PROBLEM
Write out all the entries word for word and omit any pictures.

DATA TO PROCESS
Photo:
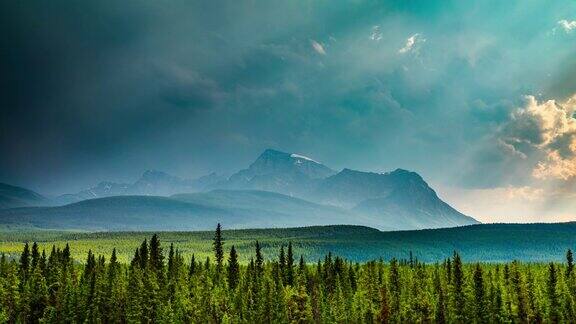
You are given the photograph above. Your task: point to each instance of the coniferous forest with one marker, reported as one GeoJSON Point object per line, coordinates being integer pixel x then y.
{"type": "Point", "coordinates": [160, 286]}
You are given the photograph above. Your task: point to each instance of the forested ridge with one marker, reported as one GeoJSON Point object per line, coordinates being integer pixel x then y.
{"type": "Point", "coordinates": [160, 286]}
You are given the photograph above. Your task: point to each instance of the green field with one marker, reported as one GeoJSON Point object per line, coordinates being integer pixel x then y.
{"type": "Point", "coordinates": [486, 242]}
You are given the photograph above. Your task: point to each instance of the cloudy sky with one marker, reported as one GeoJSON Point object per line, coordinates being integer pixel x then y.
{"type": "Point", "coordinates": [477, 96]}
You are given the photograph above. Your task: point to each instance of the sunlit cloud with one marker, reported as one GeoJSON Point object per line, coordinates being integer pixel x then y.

RESPONSE BELOW
Photo:
You are given the photograph above. Your task: point to each instance of the coniferous forest with one marker, reported as one GeoJSON Point object per line, coordinates being integer pixel x then y.
{"type": "Point", "coordinates": [160, 286]}
You are given the photograph above. Your task: point to each instance of the forested ridge with one marker, reported as one GeoJSON Point object per line, coordinates being integer pixel x then y.
{"type": "Point", "coordinates": [160, 286]}
You are given the photograph above. Your task: point to each instance of the green field with one marker, reported as one GeoJSON Point object per line, coordinates being integer pixel x then y.
{"type": "Point", "coordinates": [486, 242]}
You are given the photograph above. Your task: point to each instance of the cloudy sky with one marker, reported as one GeoJSON Point object per line, coordinates being integer pixel x then y.
{"type": "Point", "coordinates": [477, 96]}
You are given the photograph above. Your task: point to each instance of the sunlit cloud with one marker, reported as one GeoJSON Point object per line, coordinates being integer pixel x then y.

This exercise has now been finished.